-- TEKS DOKUMEN --
# # # #

Tanggal 11 April 2017 sekitar jam 05.10 WIB, Novel Baswedan disiram dengan menggunakan air keras pada wajahnya oleh orang tak dikenal di depan masjid Al-Ihsan, Kelapa Gading, Jakarta Utara. Serangan itu mengakibatkan mata kirinya tidak berfungsi sama sekali dan membuat mata kanannya hanya berfungsi 50 %.
Tindakan tersebut tentu saja jelas sebuah tindakan kriminal. Pertanyaannya, apa sanksi dalam syariat Islam terkait tindakan kejahatan seperti itu? Bagaimana pembahasan topik ini dalam perspektif fikih?
Pertama-tama perlu diketahui bahwa topik ini dalam fikih dibahas pada bab jinayah (الجناية). Topik jinayah adalah pembahasan sistem hukum yang fokus pada kupasan sanksi untuk kejahatan penganiayaan terhadap manusia baik level berat seperti pembunuhan maupun level penganiayaan yang tidak sampai menimbulkan kematian.

# # # #

-- BARIS DATA --

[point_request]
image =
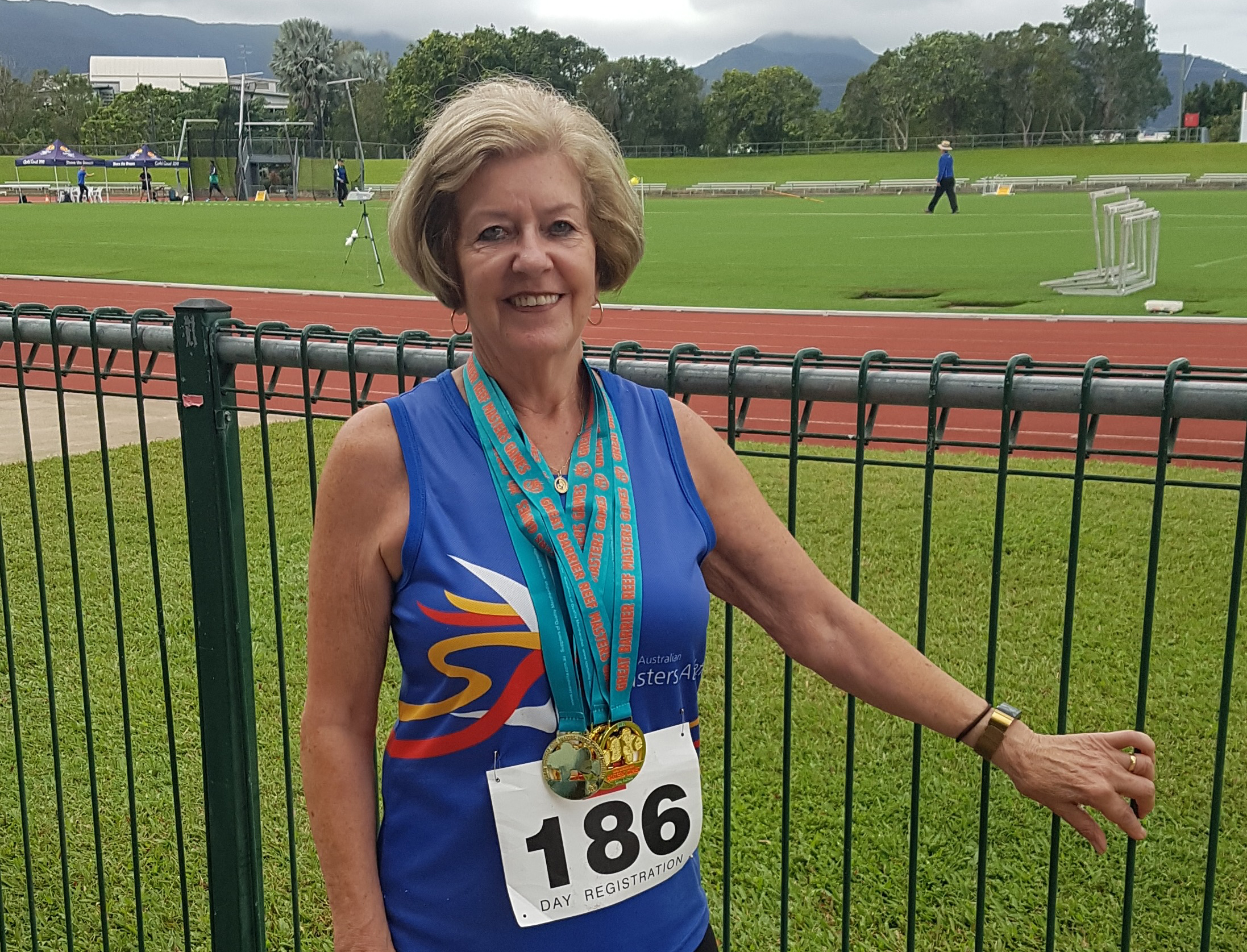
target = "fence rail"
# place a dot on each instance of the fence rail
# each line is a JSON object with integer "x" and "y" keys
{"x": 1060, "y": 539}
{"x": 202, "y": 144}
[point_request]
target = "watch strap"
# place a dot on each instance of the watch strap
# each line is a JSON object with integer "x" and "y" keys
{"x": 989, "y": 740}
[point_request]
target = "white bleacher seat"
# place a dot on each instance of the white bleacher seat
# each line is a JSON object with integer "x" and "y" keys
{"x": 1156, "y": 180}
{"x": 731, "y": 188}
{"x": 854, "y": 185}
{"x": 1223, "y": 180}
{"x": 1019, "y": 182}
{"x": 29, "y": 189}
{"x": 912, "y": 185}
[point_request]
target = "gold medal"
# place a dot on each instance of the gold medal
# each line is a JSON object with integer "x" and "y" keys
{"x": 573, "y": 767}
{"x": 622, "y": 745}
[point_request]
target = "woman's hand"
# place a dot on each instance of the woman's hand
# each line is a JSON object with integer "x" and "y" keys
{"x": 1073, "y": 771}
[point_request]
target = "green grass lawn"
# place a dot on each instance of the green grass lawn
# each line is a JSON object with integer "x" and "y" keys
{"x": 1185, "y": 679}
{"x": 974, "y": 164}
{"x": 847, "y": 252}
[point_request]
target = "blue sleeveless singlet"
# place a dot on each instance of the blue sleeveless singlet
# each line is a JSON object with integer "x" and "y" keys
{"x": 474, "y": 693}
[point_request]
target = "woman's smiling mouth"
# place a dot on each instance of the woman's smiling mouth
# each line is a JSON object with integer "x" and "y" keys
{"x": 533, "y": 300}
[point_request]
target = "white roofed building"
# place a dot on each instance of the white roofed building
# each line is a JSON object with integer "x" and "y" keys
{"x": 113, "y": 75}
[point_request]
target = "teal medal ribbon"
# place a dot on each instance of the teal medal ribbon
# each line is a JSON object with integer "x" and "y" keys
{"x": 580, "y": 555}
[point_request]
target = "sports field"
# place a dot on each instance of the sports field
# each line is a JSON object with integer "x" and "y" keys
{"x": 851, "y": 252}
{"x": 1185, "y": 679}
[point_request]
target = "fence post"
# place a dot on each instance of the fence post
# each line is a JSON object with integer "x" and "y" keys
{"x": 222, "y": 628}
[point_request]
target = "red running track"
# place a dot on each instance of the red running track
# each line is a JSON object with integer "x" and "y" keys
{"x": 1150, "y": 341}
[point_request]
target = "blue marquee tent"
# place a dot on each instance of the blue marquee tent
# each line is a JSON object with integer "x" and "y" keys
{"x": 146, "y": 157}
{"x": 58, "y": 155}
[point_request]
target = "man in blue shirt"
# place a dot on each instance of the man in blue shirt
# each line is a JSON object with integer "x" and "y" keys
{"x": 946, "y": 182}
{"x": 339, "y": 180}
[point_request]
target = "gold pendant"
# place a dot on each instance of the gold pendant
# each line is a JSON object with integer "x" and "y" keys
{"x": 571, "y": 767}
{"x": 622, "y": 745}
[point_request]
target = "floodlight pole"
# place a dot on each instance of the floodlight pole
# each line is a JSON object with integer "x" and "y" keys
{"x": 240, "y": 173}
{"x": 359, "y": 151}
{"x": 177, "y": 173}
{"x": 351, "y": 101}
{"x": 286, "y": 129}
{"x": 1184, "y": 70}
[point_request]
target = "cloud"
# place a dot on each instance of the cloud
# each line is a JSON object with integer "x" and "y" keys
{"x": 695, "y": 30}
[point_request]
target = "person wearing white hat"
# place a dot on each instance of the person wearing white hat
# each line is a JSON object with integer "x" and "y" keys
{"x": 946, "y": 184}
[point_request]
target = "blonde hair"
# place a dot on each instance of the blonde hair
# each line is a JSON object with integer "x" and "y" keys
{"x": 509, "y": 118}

# # # #

-- DAFTAR TUGAS --
(a) Sebutkan semua nama tempat yang muncul dalam teks tentang serangan terhadap Novel Baswedan.
(b) Teruskan teks tentang serangan terhadap Novel Baswedan, mulai setelah kalimat terakhirnya.
Data di atas tidak berperan dalam pengerjaan ini.

-- JAWABAN PER TUGAS --
(a) Masjid Al-Ihsan, Kelapa Gading, Jakarta Utara

(b)
Hubungannya dengan ajaran Islam yang lain, topik jinayah ini adalah jenis amar makruf nahi mungkar yang dilakukan oleh negara terkait dosa terhadap sesama yang berhubungan dengan dam (darah). Kita tahu, amar makruf nahi mungkar itu bertingkat tingkat. Level yang paling tinggi untuk mencegah kemungkaran adalah dengan tangan. Jika tidak mampu maka dengan lisan. Jika tidak mampu maka dengan hati. Penerapan sistem sanksi untuk tindak kejahatan adalah implementasi mencegah kemungkaran dengan tangan dan itu hanya mungkin dilakukan oleh negara.
Terkait dosa terhadap sesama, hadis Nabi ﷺ menjelaskan pada intinya ada tiga macam. Yakni dosa yang terkait dengan dam (darah), dosa yang terkait dengan mal (harta) dan dosa yang terkait dengan ‘irdhun (kehormatan).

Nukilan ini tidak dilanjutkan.